◆ **What is being asked**: Repeat the records exactly. Every line must match.

◆ **Material provided**:
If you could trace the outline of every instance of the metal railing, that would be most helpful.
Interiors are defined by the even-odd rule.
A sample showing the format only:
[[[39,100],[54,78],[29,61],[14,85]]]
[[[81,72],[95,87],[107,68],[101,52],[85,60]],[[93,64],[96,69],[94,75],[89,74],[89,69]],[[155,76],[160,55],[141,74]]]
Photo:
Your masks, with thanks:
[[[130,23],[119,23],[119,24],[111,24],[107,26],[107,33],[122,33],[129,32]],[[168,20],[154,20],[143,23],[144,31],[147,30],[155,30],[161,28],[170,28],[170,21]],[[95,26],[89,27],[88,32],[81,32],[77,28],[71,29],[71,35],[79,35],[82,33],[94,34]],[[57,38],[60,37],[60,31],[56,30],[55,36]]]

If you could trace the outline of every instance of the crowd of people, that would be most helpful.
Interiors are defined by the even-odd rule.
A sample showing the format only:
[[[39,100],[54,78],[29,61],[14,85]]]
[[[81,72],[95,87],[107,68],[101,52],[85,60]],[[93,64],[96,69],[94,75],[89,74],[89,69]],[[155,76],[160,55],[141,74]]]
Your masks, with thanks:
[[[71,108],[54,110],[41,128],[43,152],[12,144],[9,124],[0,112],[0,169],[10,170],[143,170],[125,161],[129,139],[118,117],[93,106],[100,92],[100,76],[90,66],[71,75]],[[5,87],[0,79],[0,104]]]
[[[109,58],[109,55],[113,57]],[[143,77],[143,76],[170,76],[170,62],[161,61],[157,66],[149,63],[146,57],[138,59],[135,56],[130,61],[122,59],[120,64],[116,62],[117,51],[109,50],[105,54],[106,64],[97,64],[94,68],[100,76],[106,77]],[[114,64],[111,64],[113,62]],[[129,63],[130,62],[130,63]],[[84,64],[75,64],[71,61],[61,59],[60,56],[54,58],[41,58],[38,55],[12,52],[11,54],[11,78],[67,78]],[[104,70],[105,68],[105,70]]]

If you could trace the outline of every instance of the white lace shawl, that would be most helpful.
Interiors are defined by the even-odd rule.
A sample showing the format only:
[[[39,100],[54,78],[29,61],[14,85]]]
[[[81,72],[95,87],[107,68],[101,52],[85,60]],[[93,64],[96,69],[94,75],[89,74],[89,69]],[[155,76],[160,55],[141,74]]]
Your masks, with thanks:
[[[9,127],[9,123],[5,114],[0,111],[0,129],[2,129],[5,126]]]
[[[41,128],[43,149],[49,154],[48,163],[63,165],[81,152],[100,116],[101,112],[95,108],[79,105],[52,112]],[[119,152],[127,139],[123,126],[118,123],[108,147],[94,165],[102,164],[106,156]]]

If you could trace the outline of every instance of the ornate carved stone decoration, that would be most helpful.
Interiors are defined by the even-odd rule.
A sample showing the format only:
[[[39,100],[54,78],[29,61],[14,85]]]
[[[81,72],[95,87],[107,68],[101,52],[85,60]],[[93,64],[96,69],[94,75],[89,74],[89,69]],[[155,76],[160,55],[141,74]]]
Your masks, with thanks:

◆ **Output**:
If you could trace the outline of every instance of the metal railing, that would be most helpful.
Interiors are defined by the even-odd rule.
A sample showing the format only:
[[[39,100],[54,78],[29,61],[14,85]]]
[[[81,72],[95,87],[107,68],[101,52],[85,60]],[[93,64],[96,69],[94,75],[89,74],[89,69]],[[155,76],[160,55],[141,74]]]
Photo:
Your masks, with thanks:
[[[130,23],[119,23],[119,24],[111,24],[107,26],[107,33],[122,33],[129,32]],[[168,20],[154,20],[143,23],[144,31],[147,30],[155,30],[161,28],[170,28],[170,21]],[[95,26],[89,27],[88,32],[81,32],[77,28],[71,29],[71,35],[79,35],[82,33],[94,34]],[[57,38],[60,37],[60,31],[56,30],[55,36]]]

If you could trace the outline of every instance of the crowd of people, that would be most helpful.
Interiors are defined by the even-odd rule.
A sample showing the format only:
[[[39,100],[54,78],[29,61],[14,85]]]
[[[81,72],[95,87],[107,68],[101,52],[85,60]],[[93,64],[96,69],[94,75],[89,74],[89,69]],[[155,76],[160,55],[141,74]]]
Your masks, with thanks:
[[[71,108],[54,110],[41,128],[43,152],[12,144],[9,124],[0,112],[0,169],[10,170],[143,170],[125,161],[129,139],[118,117],[93,106],[100,92],[100,76],[90,66],[71,75]],[[5,87],[0,79],[0,104]]]
[[[109,58],[109,55],[113,57]],[[143,77],[143,76],[170,76],[170,62],[161,61],[157,66],[149,63],[146,57],[138,59],[135,56],[130,61],[122,59],[120,64],[116,62],[117,51],[109,50],[105,54],[106,64],[97,64],[94,68],[100,76],[106,77]],[[114,64],[111,64],[113,62]],[[129,63],[130,62],[130,63]],[[84,64],[75,64],[71,61],[61,59],[60,56],[54,58],[41,58],[38,55],[12,52],[11,54],[11,78],[67,78]],[[104,70],[105,68],[105,70]]]

If you could trace the outline of every instance of the white lace shawl, that would be most helpful.
Interiors are defined by the even-odd rule.
A sample showing the format only:
[[[39,100],[54,78],[29,61],[14,85]]]
[[[81,72],[95,87],[107,68],[101,52],[85,60]],[[93,64],[96,69],[94,75],[89,74],[89,69]],[[155,76],[160,55],[141,74]]]
Your masks, with thanks:
[[[9,127],[9,123],[5,114],[0,111],[0,129],[2,129],[5,126]]]
[[[41,128],[43,149],[49,154],[48,163],[63,165],[81,152],[100,116],[101,112],[95,108],[79,105],[52,112]],[[119,152],[127,139],[123,126],[118,123],[108,147],[94,165],[102,164],[106,156]]]

If you could trace the outline of every instance of the ornate carved stone decoration, that would be most helpful.
Interiors are defined by the even-odd rule.
A sample showing the format only:
[[[39,100],[54,78],[29,61],[14,85]]]
[[[81,72],[95,87],[107,68],[101,52],[85,60]],[[93,64],[96,69],[94,75],[89,74],[89,69]],[[155,76],[160,55],[141,74]]]
Your masks, with thanks:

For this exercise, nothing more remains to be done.